··· Dataset records

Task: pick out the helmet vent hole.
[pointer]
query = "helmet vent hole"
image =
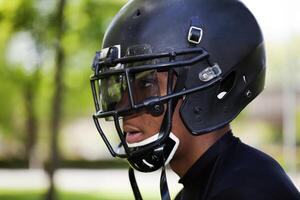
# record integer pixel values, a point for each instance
(221, 95)
(138, 13)
(226, 86)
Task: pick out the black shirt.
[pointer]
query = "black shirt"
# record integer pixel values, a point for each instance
(232, 170)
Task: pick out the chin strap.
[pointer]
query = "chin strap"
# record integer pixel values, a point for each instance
(164, 190)
(134, 186)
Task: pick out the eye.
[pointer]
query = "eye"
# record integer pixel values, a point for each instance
(146, 83)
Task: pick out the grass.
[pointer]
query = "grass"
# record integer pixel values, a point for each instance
(61, 195)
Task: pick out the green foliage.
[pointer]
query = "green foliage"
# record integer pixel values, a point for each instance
(62, 195)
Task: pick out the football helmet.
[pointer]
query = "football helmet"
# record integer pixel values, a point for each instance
(215, 50)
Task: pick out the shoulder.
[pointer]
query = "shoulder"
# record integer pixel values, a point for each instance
(244, 172)
(241, 193)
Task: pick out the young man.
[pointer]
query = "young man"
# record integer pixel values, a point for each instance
(171, 76)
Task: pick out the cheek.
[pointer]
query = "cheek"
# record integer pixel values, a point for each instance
(150, 124)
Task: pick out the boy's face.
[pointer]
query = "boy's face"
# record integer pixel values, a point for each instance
(141, 126)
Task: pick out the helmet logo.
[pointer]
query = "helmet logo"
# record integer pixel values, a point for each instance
(209, 73)
(195, 35)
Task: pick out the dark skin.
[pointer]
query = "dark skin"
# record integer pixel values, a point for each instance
(143, 125)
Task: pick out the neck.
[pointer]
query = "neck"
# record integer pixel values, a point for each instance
(192, 148)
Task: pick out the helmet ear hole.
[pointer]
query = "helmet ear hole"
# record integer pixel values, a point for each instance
(226, 85)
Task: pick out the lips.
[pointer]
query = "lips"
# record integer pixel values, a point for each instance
(133, 134)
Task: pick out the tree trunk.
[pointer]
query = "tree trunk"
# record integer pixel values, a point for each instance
(56, 101)
(31, 118)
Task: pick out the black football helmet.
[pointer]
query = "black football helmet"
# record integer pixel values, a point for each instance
(214, 48)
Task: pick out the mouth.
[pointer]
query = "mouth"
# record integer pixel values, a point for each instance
(133, 135)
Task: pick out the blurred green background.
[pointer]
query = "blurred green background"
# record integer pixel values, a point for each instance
(46, 50)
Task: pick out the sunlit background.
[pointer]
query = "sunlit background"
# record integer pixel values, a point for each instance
(47, 137)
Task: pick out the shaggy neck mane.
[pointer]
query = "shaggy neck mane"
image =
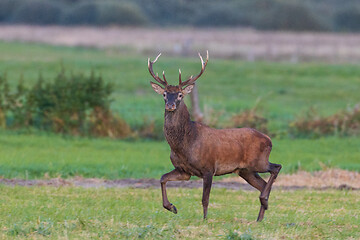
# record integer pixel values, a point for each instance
(178, 128)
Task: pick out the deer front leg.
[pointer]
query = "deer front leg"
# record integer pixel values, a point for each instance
(207, 182)
(174, 175)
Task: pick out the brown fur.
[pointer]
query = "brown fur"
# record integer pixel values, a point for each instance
(198, 150)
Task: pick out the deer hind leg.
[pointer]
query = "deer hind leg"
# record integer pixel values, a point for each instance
(257, 182)
(174, 175)
(207, 182)
(274, 170)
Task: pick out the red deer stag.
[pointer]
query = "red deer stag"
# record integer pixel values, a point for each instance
(198, 150)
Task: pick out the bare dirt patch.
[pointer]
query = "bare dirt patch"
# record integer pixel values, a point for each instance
(333, 178)
(244, 44)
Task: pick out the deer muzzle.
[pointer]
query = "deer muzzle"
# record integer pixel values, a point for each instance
(170, 107)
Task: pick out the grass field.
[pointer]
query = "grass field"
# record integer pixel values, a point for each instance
(78, 213)
(33, 156)
(227, 87)
(287, 90)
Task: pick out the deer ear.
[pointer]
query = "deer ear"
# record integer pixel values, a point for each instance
(157, 88)
(188, 89)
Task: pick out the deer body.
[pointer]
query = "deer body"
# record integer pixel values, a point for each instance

······

◆ Task prompt: If a line in the entries above contains the word "skin", copy it.

◆ Answer to this exercise:
Task: pick out the dark skin.
query = "dark skin"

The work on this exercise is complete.